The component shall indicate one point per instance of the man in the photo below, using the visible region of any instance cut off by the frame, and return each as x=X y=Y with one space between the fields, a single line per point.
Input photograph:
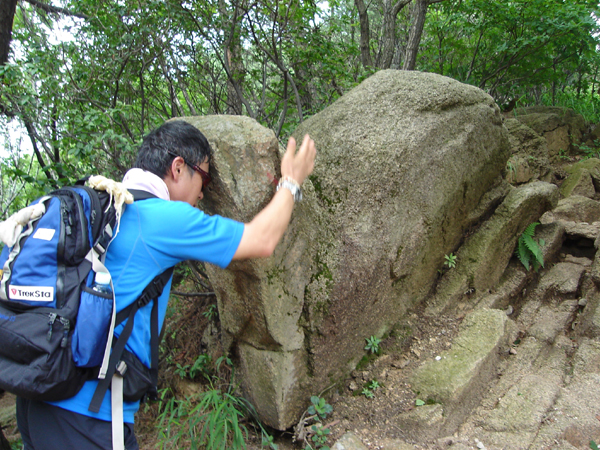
x=155 y=234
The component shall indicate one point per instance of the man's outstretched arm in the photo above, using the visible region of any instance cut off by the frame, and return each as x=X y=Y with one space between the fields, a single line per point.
x=264 y=232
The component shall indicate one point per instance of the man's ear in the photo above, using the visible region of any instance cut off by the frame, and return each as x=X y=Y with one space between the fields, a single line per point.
x=177 y=167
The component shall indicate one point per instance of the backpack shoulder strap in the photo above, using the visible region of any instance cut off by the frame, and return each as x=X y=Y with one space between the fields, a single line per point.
x=150 y=293
x=139 y=194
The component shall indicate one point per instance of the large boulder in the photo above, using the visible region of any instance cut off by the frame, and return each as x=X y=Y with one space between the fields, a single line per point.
x=403 y=160
x=563 y=128
x=529 y=158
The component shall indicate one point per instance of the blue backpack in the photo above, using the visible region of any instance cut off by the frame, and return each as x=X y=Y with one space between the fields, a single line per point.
x=56 y=332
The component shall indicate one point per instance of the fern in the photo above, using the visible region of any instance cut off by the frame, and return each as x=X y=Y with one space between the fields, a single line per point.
x=529 y=251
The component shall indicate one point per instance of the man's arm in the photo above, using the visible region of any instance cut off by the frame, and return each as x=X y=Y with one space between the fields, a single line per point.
x=264 y=232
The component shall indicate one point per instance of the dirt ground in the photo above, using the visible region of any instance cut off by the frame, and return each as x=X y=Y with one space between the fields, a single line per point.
x=371 y=419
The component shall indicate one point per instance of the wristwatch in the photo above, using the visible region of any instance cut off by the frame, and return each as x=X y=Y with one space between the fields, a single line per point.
x=293 y=187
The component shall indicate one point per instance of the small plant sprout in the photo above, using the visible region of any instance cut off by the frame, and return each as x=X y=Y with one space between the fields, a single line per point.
x=450 y=260
x=211 y=312
x=320 y=436
x=529 y=251
x=319 y=407
x=372 y=344
x=374 y=384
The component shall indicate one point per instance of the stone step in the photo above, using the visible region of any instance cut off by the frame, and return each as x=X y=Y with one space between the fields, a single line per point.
x=455 y=380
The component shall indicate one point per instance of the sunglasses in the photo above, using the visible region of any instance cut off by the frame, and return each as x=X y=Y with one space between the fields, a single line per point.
x=206 y=178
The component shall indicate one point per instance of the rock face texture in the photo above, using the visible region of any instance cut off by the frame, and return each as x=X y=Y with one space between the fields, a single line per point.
x=404 y=160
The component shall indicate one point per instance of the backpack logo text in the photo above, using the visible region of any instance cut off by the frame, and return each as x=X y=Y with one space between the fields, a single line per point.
x=32 y=293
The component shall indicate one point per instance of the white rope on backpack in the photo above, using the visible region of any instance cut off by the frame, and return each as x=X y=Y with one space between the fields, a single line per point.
x=116 y=405
x=11 y=228
x=118 y=193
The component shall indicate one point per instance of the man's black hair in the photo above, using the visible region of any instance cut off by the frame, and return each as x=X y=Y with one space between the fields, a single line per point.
x=177 y=137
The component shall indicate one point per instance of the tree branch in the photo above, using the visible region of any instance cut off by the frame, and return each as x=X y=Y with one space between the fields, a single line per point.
x=55 y=9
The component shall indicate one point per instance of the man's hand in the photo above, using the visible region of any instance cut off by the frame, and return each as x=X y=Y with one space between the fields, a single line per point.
x=298 y=166
x=264 y=232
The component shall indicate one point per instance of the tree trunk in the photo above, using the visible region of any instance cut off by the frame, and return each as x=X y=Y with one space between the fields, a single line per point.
x=417 y=14
x=7 y=15
x=388 y=38
x=234 y=64
x=365 y=34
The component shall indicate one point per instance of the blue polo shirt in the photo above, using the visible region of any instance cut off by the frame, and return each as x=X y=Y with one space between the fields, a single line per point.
x=154 y=235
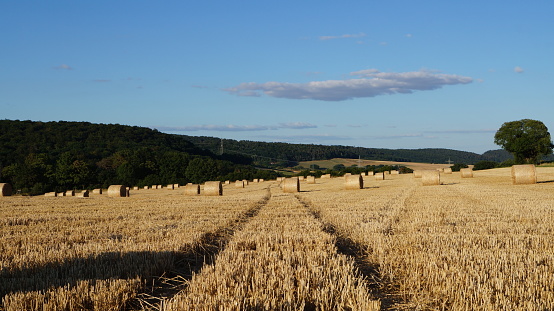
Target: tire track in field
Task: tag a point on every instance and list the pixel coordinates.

PROBLEM REQUIREMENTS
Print all the material above verbatim and omit its pictures.

ANSWER TO THIS TASK
The component shall indicate one point per instance of the man in the photo below, using the visible region of any instance cut off by the frame, and return each as x=X y=Y with one space between the fields, a single line per point.
Input photograph:
x=155 y=234
The component shall indicate one point per instance of the man's outstretched arm in the photo above, using the visible region of any instance cut off by the frame, and return each as x=X y=Y with one space between the fields, a single line per point.
x=264 y=232
The component shall indicate one point per instance of the man's ear in the photo above, using the visible region of any instance cut off by the frame, and return each as x=X y=Y with one space between the fields, a single line per point.
x=177 y=167
The component shall indicate one point per instance of the backpack shoulder strap in the photo above, using the visible region of any instance cut off by the frame, and return each as x=X y=Y with one space between the fields, a single line per point.
x=150 y=293
x=139 y=194
The component shall indicate one point per instance of the large boulder in the photo above, using the visible region of any instance cut off by the frame, and return each as x=X y=Y with one space between the fields, a single line per point.
x=403 y=160
x=563 y=128
x=529 y=158
The component shall indicate one point per instance of the blue backpack in the photo above, using the visible region of any instance cut off by the frame, and return each as x=X y=Y with one space between the fields, a single line per point.
x=56 y=332
The component shall indicate one point per instance of the fern in the photo above, using the visible region of any instance cut off by the frame, and return each as x=X y=Y with one space between the fields, a single line per point.
x=529 y=251
The component shall indicate one point per instance of the man's arm in the photo above, using the visible region of any instance cut off by the frame, and return each as x=X y=Y with one space between the fields, a single line per point.
x=264 y=232
The component shall indicate one point per instance of the dirt ground in the photo above, using the visible region of any instance cut off by the frame, and return each as x=X y=Y with one space between the fields, a single line per point.
x=371 y=419
The component shall indicate one point per instance of the wristwatch in the photo above, using the visible region of any instance cut off by the frame, and return each as x=X y=Y with one space between the fields, a single line per point.
x=293 y=187
The component shall indicate one point per instance of the small plant sprout in the photo above, using the visible region of any instance cut off by the frame, and return each as x=X y=Y with one space between the fields, a single line per point.
x=450 y=260
x=211 y=312
x=320 y=436
x=529 y=251
x=319 y=407
x=372 y=344
x=374 y=384
The component shall indicate one point per instance of the stone step in the photo above, using the visible region of any instance cut off by the frame, and return each as x=X y=Y with one space between the fields, a single line per point.
x=455 y=380
The component shall indicate one point per instance of the sunglasses in the photo above, using the visible region of any instance cut off by the frame, and return each as x=X y=Y with one space between the fields, a single line per point.
x=206 y=178
The component shall indicate one point per instance of the rock face texture in the photo above, using the visible region of any instance cut off by the frame, and return each as x=X y=Y with one space between the fields, a single line per point.
x=404 y=160
The component shall indicate one point per instance of the backpack logo text in the photo above, using the visible region of any instance cut off by the frame, and return each as x=X y=Y with one space between the fields, a single line per point.
x=32 y=293
The component shall indicate one point per instance of the white rope on backpack in the photo above, using the visible region of any instance cut off by the frame, and return each as x=X y=Y with one space between the fields, a single line per point.
x=116 y=405
x=11 y=228
x=118 y=193
The component shall indicate one point per instance of the man's black hair in the photo above, using the visible region of any instance cut off by the frame, and return each as x=X y=Y with one space between the fields, a single line per point.
x=177 y=137
The component shall indicate one point per instance of the tree branch in the photo above, using the visible region of any instance cut off by the frame, and return each as x=X y=Y with one space between the fields, a single line per point.
x=55 y=9
The component shall indicate one point per instance of the man's hand in the photo above, using the visible region of any instance cut off by the frame, and return each as x=X y=Y with one space between the fields, a single line per point.
x=298 y=166
x=264 y=232
The component shall indicate one point per instance of the tree trunk in the photo above, using the visible region of any instance cut off by the frame, and return each as x=X y=Y with one space between the fields, a single line per point.
x=417 y=14
x=7 y=15
x=388 y=38
x=234 y=64
x=365 y=34
The component shall indicate one point per instance of the blue polo shirt in the photo above, using the visible region of any instance cut off by the frame, and return each as x=X y=Y with one space between the fields, a single line per point.
x=154 y=235
Target: tire track in field
Task: tag a point on every instance and list the pixel coordinates.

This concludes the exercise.